- Instruction
From the data below, extract each line that contains the string "wheel". Case counts.

────────────────────────────────────────

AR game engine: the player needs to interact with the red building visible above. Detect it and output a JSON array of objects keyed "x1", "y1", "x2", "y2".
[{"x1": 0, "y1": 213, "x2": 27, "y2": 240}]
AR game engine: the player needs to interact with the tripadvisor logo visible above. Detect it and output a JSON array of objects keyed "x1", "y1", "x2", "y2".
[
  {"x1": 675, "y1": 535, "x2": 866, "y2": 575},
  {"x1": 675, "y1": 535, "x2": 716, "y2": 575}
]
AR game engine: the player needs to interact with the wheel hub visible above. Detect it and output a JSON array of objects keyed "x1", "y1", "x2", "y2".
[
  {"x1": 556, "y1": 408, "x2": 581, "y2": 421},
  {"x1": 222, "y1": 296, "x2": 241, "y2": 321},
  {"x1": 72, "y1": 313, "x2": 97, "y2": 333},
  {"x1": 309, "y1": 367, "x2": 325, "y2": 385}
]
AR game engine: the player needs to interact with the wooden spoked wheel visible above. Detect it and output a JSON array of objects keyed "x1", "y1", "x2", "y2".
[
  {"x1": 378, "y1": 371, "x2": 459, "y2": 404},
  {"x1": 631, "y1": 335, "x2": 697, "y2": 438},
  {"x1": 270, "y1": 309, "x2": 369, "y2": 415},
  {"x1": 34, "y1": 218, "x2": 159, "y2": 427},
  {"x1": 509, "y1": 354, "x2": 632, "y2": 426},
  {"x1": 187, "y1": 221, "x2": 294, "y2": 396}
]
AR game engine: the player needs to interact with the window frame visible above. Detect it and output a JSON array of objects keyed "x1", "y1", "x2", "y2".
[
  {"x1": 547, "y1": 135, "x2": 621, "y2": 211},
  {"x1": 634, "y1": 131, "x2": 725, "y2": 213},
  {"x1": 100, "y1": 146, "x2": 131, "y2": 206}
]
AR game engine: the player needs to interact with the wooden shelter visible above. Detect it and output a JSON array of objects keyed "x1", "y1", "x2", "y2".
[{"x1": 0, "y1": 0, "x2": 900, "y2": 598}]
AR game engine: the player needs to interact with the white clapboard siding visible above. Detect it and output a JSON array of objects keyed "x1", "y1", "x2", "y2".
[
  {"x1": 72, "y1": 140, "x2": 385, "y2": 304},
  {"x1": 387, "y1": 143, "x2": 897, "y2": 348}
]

────────────────────────────────────────

- Final answer
AR game engine: the player needs to interact with the wheel hub visible above. Detect it and output a JSON array of objects keyed "x1", "y1", "x2", "y2".
AR game engine: the player needs to interact with the wooden spoked wheel visible above. Detect it and output a JSON array of objects keyed "x1", "y1", "x2", "y2".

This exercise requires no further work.